▸ ABOUT THIS EXERCISE
Every line in the records below between the one holding "Need: one point per instance of the french" and the one holding "Target: camera operator", inclusive, is to be set down exactly; all other lines are to be left out.

Referring expression data

=== Begin Enclosure ===

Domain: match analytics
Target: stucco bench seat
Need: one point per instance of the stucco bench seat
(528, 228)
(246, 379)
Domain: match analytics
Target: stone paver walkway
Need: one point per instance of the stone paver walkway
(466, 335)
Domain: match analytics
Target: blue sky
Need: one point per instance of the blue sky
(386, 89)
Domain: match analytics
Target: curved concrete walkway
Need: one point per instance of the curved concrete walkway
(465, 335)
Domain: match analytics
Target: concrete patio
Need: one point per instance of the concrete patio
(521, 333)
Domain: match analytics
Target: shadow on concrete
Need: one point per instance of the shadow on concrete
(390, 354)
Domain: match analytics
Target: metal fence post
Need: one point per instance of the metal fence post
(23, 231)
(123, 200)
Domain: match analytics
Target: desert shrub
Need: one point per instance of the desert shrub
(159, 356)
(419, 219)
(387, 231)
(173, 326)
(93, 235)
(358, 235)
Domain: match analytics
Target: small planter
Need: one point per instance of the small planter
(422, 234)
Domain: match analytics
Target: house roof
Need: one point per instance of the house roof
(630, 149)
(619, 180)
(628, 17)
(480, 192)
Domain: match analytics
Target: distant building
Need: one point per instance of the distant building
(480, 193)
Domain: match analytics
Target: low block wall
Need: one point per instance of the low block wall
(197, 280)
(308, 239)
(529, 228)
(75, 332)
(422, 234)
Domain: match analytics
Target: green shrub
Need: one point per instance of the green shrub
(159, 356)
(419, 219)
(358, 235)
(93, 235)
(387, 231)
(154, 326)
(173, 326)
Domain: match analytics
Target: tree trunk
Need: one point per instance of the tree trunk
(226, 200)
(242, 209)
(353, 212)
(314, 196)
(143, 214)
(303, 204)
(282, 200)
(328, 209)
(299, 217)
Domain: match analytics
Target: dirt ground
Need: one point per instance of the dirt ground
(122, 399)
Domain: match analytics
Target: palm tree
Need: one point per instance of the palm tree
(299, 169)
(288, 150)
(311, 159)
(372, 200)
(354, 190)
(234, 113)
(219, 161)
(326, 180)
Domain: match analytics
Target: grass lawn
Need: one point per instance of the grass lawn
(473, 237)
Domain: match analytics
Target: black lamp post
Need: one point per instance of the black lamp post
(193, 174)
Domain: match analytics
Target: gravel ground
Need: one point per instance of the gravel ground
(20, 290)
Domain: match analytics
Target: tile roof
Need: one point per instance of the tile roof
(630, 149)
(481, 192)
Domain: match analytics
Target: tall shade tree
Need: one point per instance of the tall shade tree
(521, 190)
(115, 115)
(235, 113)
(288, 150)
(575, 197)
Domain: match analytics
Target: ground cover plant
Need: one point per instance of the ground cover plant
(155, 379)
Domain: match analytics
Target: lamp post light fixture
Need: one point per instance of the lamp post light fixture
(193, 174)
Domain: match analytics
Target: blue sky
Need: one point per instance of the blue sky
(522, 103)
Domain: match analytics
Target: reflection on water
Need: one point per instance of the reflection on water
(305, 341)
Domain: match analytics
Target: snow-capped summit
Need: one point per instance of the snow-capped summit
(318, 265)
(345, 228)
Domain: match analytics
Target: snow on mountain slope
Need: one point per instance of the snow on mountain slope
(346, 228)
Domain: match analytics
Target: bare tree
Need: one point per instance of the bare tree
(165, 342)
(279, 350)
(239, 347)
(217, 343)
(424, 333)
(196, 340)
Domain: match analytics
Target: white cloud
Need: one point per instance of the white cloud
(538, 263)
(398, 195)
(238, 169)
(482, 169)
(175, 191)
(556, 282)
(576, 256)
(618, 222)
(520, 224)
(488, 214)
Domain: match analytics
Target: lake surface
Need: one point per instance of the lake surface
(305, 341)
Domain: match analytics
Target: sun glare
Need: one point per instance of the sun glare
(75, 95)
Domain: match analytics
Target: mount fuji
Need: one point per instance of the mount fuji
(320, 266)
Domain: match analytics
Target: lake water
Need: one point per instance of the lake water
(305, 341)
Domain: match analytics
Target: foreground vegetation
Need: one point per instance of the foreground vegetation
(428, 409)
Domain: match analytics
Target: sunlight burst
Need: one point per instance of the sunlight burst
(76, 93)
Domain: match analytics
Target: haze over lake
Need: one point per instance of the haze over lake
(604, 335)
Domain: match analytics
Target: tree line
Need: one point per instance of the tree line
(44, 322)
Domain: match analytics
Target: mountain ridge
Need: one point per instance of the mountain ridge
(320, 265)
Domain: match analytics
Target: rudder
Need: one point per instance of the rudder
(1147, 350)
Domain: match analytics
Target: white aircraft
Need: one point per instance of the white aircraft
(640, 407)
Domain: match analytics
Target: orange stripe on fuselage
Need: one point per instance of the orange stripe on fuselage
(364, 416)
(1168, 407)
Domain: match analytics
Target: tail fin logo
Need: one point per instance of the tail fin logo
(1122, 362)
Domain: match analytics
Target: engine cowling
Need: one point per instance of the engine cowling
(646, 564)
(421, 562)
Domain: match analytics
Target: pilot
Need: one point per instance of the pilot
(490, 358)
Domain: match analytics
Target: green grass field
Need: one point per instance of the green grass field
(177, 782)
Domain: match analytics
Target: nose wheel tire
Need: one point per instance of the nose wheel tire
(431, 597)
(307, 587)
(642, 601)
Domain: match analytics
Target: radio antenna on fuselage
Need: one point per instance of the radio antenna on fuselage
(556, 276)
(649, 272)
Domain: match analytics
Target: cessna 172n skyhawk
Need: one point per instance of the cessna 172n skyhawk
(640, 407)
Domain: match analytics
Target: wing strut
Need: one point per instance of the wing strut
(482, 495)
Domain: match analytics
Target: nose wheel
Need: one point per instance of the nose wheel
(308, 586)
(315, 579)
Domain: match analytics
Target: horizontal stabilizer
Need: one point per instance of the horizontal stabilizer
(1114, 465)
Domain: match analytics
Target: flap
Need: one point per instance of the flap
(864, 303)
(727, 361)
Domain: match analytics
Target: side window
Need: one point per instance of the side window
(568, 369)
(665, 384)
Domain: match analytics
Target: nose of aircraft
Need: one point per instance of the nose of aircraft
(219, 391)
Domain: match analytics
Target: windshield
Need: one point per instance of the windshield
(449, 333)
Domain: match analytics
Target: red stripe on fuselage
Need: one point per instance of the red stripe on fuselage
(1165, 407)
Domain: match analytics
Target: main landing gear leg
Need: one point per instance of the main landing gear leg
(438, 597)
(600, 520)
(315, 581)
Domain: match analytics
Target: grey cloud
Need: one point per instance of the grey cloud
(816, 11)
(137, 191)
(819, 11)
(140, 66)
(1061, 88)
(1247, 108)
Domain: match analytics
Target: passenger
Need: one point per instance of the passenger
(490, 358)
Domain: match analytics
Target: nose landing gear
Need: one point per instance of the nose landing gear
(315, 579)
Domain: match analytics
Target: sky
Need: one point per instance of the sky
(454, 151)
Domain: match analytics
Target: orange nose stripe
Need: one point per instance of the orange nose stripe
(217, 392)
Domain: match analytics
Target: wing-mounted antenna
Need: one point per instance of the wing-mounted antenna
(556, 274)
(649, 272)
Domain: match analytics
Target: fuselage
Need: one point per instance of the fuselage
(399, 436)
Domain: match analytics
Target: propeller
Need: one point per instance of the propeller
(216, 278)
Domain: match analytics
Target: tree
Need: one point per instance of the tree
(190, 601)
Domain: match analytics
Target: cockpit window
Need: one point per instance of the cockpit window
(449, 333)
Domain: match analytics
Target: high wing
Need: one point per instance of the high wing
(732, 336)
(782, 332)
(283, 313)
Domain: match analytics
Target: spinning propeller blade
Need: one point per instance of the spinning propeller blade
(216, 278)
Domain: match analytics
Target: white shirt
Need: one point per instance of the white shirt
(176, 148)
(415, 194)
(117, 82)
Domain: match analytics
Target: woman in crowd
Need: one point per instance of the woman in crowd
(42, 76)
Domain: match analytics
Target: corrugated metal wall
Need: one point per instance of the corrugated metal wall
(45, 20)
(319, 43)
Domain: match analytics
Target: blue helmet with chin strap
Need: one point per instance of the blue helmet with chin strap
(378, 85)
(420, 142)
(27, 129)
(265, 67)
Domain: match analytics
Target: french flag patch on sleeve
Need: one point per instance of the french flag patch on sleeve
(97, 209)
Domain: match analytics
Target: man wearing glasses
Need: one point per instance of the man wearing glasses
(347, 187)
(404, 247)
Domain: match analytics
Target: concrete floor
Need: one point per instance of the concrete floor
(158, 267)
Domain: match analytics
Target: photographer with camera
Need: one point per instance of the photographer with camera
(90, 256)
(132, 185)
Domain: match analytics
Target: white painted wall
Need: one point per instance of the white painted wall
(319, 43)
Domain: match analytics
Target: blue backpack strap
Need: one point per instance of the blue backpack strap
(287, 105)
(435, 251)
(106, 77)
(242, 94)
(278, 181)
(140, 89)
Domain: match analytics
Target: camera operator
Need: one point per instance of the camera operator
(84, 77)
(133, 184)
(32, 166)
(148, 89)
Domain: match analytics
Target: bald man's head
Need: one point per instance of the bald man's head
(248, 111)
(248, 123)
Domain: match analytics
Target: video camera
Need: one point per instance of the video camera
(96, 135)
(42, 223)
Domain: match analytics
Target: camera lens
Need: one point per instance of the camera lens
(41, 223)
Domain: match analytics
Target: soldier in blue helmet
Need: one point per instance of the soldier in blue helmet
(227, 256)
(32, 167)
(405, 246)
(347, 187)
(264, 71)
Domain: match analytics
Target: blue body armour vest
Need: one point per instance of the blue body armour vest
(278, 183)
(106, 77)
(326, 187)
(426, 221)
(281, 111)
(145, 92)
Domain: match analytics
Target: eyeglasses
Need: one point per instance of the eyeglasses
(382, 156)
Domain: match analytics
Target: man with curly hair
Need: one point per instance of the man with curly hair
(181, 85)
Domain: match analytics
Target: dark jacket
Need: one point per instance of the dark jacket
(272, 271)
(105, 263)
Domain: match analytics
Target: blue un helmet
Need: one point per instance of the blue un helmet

=== End Enclosure ===

▸ YOUR RESPONSE
Need: one point per instance of the french flag patch on sleeve
(97, 209)
Domain: match analytics
Target: man wearing glasses
Need: one point per instance of the man wearing glasses
(347, 187)
(404, 247)
Domain: match analytics
Target: concrete floor
Need: one point per instance of the concrete floor
(158, 267)
Domain: match analytics
Target: photographer with camera
Need: one point per instance of the photographer with camera
(90, 256)
(132, 185)
Domain: match analytics
Target: white painted wall
Need: one point per instance of the white painted wall
(319, 43)
Domain: match analytics
Target: blue backpack strap
Need: one point per instance of the blue backpack strap
(287, 105)
(435, 251)
(106, 77)
(242, 94)
(278, 181)
(140, 89)
Domain: match analytics
Target: camera operator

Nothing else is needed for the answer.